__Provided records__:
○ ○ ○ ○

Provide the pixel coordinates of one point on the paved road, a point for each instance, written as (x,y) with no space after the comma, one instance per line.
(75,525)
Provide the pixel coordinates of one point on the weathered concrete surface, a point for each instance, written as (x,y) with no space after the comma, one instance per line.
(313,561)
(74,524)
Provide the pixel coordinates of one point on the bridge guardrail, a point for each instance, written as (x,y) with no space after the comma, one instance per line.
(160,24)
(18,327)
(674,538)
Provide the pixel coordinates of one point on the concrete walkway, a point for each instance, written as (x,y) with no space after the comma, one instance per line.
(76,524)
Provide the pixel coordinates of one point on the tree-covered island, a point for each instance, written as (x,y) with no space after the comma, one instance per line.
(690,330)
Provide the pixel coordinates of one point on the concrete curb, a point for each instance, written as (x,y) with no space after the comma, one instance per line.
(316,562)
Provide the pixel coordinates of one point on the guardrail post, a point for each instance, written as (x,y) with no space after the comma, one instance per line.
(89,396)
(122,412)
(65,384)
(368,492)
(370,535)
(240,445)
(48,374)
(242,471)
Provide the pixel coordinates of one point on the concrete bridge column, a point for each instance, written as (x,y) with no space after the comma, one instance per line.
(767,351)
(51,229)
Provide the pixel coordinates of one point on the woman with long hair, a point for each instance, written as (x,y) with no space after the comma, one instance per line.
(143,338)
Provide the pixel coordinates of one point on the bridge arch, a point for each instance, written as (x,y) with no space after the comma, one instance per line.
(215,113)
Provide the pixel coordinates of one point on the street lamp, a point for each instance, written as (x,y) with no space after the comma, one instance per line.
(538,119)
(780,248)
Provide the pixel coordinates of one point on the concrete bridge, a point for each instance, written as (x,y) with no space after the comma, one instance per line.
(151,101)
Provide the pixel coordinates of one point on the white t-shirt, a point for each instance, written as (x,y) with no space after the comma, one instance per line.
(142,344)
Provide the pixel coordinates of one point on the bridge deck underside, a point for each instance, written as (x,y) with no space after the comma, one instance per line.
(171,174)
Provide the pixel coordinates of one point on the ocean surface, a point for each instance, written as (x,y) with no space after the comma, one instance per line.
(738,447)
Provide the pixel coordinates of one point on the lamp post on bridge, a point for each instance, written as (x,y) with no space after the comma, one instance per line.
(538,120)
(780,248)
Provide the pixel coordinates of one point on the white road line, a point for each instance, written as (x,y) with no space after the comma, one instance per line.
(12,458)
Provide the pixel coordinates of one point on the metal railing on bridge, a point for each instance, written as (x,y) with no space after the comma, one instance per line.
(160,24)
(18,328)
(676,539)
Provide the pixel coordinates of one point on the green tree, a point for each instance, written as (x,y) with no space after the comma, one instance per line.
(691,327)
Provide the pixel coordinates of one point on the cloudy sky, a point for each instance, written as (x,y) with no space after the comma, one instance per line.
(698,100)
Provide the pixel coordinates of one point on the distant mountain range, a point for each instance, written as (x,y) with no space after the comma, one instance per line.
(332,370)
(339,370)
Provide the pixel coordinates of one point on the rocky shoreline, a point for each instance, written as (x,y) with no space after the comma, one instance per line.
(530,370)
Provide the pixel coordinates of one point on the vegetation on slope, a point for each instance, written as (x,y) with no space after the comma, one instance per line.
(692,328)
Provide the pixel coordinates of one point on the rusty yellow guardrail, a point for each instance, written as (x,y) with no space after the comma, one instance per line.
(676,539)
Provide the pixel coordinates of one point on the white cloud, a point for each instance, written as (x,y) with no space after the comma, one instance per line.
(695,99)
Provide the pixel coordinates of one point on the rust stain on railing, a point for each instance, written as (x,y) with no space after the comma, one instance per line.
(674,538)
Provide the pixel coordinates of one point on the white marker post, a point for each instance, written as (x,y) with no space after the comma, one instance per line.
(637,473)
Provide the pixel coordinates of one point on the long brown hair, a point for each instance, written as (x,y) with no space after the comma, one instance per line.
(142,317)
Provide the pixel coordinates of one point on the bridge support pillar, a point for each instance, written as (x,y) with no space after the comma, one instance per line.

○ ○ ○ ○

__Exercise__: Retype exactly. Start at the line with "Provide the pixel coordinates of one point on the long" and stop at the last line of the data.

__Reply to the exercise__:
Provide the pixel coordinates of one point on the long brown hair, a point for each instance, written as (x,y) with no space after the comma, one instance per line.
(142,317)
Provide the pixel coordinates of one point on the bridge support pillar, a point for each instance, written as (x,y) with no space after the comma, one instance per line.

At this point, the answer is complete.